MATERIAL FOR THIS TASK ::
※

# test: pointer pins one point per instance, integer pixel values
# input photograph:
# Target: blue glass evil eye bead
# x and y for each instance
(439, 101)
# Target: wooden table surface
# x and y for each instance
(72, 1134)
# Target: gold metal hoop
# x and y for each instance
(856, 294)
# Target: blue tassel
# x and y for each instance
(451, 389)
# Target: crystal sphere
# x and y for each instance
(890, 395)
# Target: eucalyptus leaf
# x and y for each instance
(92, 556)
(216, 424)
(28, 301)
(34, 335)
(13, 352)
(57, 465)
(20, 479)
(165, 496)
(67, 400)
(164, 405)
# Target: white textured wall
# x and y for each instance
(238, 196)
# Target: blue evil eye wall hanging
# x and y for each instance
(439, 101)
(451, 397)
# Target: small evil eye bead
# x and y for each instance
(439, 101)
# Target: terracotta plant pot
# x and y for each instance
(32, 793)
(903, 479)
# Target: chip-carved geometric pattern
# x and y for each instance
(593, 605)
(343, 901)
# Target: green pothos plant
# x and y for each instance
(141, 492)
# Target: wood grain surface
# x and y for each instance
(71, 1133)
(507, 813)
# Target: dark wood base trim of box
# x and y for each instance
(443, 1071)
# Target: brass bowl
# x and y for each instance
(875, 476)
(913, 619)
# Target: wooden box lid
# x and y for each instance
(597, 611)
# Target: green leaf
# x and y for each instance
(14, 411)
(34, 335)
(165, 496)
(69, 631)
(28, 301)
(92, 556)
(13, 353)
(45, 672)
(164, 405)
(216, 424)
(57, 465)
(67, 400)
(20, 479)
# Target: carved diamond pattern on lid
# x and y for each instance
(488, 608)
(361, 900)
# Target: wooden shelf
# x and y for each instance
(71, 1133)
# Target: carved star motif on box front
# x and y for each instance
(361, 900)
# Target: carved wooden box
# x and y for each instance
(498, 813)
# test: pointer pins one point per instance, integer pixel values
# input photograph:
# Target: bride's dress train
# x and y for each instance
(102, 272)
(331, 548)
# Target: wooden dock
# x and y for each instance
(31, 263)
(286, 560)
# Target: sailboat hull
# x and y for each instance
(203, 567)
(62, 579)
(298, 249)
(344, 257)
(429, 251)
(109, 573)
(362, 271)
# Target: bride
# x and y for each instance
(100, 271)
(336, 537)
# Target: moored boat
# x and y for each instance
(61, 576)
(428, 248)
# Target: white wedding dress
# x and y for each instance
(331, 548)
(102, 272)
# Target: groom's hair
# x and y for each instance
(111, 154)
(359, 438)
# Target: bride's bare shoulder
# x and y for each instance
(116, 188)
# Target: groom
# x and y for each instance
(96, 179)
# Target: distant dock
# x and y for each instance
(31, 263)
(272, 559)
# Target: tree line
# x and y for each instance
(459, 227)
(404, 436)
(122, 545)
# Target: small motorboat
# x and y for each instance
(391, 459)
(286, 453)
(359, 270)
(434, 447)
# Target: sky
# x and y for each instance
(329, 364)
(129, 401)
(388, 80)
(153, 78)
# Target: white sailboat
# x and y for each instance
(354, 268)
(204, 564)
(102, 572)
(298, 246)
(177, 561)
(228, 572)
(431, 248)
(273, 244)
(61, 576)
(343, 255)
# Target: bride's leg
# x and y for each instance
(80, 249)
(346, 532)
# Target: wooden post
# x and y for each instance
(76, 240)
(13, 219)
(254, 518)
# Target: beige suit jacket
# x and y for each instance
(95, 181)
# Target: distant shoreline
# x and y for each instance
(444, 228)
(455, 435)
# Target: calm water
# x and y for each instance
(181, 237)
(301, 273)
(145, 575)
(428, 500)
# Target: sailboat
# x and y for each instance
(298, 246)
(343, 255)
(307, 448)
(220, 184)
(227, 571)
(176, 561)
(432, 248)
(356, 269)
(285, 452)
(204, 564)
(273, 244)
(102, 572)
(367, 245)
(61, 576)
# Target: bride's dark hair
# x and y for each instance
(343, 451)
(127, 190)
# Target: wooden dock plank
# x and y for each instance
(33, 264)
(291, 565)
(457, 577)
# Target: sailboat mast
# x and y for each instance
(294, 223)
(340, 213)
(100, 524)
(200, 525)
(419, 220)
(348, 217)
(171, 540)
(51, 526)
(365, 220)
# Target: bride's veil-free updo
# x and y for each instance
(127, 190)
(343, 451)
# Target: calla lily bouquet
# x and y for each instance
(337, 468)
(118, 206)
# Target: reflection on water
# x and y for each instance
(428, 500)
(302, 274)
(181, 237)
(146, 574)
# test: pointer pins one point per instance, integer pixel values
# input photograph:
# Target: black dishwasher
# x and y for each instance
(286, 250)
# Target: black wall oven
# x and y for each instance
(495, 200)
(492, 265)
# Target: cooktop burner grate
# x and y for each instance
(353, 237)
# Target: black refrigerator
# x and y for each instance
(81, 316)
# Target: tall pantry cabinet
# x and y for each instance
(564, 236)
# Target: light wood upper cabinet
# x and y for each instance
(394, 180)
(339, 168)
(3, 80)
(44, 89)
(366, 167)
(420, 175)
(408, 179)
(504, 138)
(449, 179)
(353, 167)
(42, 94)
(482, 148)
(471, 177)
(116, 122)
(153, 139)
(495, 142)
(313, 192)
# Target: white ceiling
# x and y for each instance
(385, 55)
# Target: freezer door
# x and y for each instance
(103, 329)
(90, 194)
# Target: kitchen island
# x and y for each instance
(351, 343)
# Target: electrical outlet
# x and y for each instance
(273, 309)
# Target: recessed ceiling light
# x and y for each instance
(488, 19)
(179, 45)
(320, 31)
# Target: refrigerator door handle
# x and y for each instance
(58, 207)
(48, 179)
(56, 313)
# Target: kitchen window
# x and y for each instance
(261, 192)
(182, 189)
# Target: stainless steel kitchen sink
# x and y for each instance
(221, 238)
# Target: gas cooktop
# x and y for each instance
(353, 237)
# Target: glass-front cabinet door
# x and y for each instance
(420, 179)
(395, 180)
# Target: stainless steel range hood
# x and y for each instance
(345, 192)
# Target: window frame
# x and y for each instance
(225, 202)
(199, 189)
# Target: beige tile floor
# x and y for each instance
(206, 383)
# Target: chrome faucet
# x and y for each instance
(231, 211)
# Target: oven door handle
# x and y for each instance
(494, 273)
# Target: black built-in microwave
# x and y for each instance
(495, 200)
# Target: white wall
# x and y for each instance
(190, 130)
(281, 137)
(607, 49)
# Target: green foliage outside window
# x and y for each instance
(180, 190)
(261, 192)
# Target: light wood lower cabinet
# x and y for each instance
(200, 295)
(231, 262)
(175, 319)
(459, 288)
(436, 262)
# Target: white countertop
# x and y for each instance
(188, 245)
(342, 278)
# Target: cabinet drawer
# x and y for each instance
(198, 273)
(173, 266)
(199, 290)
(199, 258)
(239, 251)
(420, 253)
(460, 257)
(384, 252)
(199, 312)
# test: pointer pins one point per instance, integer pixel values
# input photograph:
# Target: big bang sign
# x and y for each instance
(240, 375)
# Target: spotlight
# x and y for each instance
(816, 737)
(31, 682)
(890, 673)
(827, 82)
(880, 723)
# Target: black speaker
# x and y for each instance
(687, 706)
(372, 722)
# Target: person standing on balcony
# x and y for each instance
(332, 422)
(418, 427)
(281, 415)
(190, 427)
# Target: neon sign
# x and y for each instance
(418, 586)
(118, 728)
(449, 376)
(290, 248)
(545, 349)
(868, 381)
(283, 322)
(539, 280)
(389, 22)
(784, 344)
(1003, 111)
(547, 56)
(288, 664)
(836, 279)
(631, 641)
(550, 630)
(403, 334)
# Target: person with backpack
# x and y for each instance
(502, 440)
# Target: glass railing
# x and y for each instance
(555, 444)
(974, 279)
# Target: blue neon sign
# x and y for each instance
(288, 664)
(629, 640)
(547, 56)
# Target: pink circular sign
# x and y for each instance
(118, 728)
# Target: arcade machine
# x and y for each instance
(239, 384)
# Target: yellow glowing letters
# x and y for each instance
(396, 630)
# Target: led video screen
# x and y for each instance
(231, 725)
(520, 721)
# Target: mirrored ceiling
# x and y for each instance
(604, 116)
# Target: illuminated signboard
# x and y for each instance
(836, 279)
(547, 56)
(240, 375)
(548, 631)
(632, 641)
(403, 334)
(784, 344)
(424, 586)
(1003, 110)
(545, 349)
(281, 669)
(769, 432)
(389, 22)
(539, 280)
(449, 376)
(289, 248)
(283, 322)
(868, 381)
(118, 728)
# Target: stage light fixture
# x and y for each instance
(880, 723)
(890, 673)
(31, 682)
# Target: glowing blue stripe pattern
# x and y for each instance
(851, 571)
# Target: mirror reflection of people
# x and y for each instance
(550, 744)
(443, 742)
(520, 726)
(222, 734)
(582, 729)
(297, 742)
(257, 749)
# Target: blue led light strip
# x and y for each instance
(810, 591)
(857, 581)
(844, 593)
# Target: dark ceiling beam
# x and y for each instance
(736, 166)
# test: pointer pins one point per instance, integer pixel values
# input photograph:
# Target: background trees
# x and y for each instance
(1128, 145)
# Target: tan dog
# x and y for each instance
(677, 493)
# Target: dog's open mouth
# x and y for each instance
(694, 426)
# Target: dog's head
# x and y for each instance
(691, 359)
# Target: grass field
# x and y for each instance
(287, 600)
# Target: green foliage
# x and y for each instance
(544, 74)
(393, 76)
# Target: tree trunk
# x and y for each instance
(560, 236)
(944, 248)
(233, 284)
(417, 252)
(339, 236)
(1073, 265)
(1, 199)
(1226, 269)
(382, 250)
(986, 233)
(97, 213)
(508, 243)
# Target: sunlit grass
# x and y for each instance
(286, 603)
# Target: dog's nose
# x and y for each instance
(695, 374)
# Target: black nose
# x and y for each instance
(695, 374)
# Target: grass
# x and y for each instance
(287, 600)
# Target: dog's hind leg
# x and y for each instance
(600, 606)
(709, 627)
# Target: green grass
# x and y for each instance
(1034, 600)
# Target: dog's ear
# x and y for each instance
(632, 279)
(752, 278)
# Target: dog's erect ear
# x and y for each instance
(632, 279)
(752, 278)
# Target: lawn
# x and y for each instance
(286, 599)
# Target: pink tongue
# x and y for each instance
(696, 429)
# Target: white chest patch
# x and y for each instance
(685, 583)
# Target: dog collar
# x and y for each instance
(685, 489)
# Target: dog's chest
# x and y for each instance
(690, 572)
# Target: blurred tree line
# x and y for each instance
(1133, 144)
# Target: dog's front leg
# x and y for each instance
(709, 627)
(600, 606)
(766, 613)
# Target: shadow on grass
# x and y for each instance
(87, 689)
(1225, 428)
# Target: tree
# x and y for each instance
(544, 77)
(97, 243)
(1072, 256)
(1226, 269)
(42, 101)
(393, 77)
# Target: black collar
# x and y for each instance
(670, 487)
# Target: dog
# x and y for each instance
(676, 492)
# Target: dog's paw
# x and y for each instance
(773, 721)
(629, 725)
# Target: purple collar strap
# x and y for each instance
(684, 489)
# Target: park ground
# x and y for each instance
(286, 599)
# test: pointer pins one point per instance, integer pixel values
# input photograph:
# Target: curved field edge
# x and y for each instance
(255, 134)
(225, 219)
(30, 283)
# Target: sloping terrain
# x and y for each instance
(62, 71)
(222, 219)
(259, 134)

※

Set down the lines of the items above, starting at the line that contains "# Target: glowing blue stripe pattern" and ending at the line that contains "(1128, 145)", with both of those lines included. Keep every character and line break the same, and give nothing else.

THE ANSWER ::
# Target: glowing blue stripe pattern
# x and y for each instance
(851, 571)
# Target: mirror reflection of people
# x and y for each instance
(550, 744)
(443, 742)
(520, 726)
(222, 734)
(582, 729)
(297, 742)
(257, 749)
# Target: blue led light strip
# x and y for each instance
(810, 591)
(857, 581)
(844, 593)
# Target: dark ceiling beam
# x and y for each instance
(736, 166)
# test: pointer pins one point per instance, integer pixel values
# input photograph:
# Target: background trees
# x and y for each instance
(1128, 145)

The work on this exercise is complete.